- **TEXTE FOURNI**:
Nadia Nahman: "Certains gouvernements et organismes africains manquent gravement de crédibilité"
Nadia Nahman est la Cheffe de Cabinet et Porte-parole du Président de l’Union des Forces Démocratiques de Guinée (UFDG), principal parti d’opposition. C’est une jeune politicienne qui forme le futur de son pays. L’UFDG a beaucoup de chances de gagner une place au pouvoir de la Guinée après la réorganisation du gouvernement qui précédera très possiblement l’étape militaire qui a lieu après le coup d’état qui a retiré Alpha Condé du pouvoir.
Nahman a fait sa carrière universitaire en dehors de la Guinée, d’abords au Maroc, puis plus tard en France à Sciences-Po Strasbourg, là où elle s’est spécialisée en Droit International. En ce moment, elle termine son doctorat auprès de l’institution française.
En octobre, Nahman, avec d’autres membres d’une délégation de politiciens libéraux africains, a visité les institutions européennes tant à Bruxelles comme à Madrid de la main de la Fondation Friedrich Naumann. Un programme qui a visé à créer des relations de bonne entente entre les libéraux africains, comme avec les interlocuteurs d'Europe, autours de sujets importants comme la culture, le commerce et le développement, ou encore la sécurité.
Quelles sont les conclusions et le bagage que cette expérience avec la fondation Naumann et vos collègues libéraux vous donne avant de revenir en Guinée ?
Je pense que ce qui était intéressant à relever, c'est que le dialogue, il était intra et aussi extra, donc entre membres de différentes délégations appartenant à une sous-région qui est la sous-région ouest-africaine, entre Guinéens, entre Sénégalais, entre Ivoiriens, et aussi avec l’Europe.

- **DONNÉES FOURNIES**:
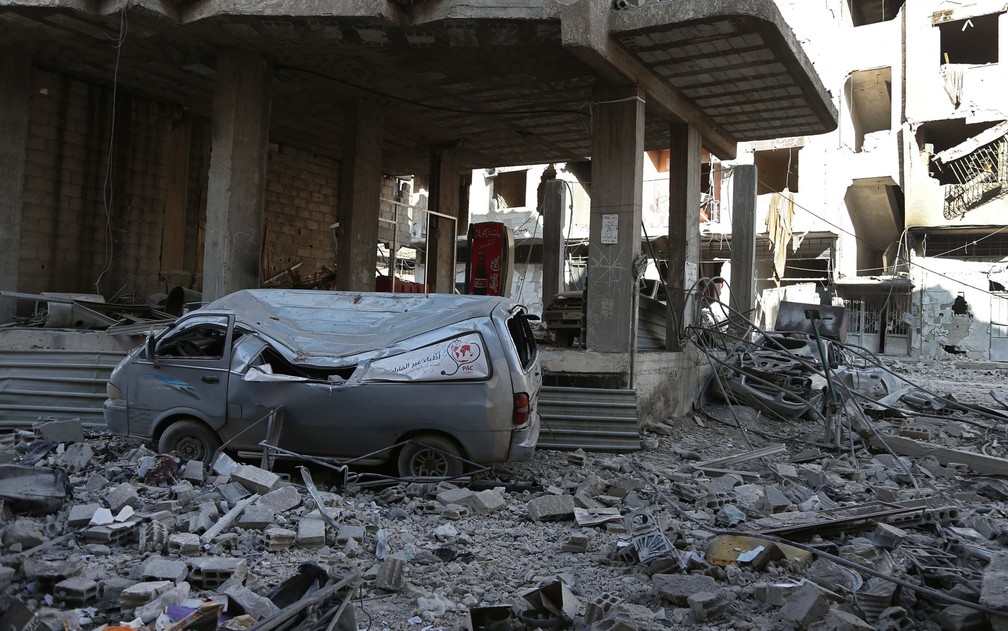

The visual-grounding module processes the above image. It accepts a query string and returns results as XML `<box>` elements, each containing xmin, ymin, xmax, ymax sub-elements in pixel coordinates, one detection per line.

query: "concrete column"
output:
--
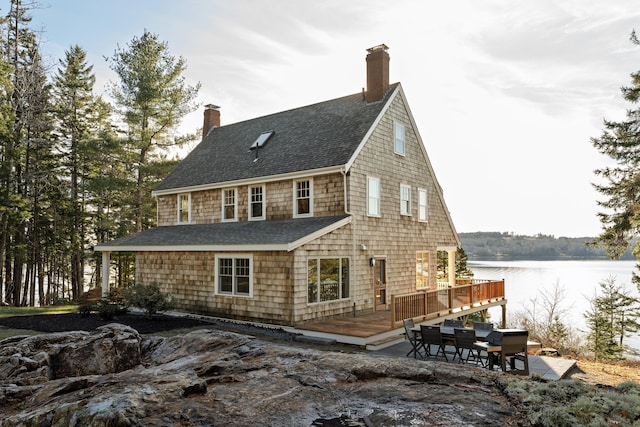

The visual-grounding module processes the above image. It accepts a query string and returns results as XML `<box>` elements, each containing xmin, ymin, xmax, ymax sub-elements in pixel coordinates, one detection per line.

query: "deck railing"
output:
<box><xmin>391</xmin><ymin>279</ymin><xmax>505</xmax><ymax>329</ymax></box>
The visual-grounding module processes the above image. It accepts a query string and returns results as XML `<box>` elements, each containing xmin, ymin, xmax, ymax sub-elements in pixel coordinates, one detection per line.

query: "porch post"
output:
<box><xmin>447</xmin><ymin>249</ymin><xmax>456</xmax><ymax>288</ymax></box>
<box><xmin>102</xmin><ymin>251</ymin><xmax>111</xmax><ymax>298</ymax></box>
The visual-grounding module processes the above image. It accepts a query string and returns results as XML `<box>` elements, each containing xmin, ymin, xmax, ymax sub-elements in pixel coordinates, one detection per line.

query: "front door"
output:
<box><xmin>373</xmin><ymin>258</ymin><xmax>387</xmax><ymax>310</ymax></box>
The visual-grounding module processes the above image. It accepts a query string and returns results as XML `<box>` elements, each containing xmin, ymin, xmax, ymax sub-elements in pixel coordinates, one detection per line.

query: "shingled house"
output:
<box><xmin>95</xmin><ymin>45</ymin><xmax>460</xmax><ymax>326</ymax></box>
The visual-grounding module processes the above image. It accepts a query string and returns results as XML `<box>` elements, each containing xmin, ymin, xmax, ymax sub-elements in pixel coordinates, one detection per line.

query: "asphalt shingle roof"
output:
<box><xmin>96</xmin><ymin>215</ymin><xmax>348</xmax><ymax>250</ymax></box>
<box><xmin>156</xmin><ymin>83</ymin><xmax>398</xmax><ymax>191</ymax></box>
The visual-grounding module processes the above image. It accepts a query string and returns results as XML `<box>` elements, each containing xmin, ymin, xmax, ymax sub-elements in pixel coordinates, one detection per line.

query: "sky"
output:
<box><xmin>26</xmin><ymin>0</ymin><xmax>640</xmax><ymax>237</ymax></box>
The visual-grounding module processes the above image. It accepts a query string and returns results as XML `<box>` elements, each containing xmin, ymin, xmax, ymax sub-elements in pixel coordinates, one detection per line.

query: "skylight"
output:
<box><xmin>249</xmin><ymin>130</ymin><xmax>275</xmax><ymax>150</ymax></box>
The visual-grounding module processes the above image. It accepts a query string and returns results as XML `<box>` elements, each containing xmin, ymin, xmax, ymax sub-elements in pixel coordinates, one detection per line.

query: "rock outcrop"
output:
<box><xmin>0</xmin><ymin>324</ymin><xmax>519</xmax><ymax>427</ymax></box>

- **À FAIRE**:
A - Reformulez plus brièvement le paragraphe du texte qui commence par « Nahman a fait sa carrière universitaire », en conservant ses faits principaux.
B - Modifiez le passage du texte allant de « En octobre, Nahman, avec » à « encore la sécurité. » en remplaçant « Madrid » par « Lisbonne ».
C - Dites si chacune des affirmations suivantes concorde avec le texte. Répondez par oui ou par non et citez les mots du texte qui tranchent. (i) Nahman a étudié au Maroc avant d'étudier en France. (ii) Nahman a déjà obtenu son doctorat. (iii) L'UFDG est le principal parti d'opposition.

- **CORRIGÉS**:
A - Nahman a étudié hors de Guinée : d'abord au Maroc, puis en France, à Sciences-Po Strasbourg, où elle s'est spécialisée en droit international. Elle y achève actuellement son doctorat.

B -
En octobre, Nahman, avec d’autres membres d’une délégation de politiciens libéraux africains, a visité les institutions européennes tant à Bruxelles comme à Lisbonne de la main de la Fondation Friedrich Naumann. Un programme qui a visé à créer des relations de bonne entente entre les libéraux africains, comme avec les interlocuteurs d'Europe, autours de sujets importants comme la culture, le commerce et le développement, ou encore la sécurité.

C -
(i) Oui : « d’abords au Maroc, puis plus tard en France à Sciences-Po Strasbourg ».
(ii) Non : « elle termine son doctorat auprès de l’institution française ».
(iii) Oui : « principal parti d’opposition ».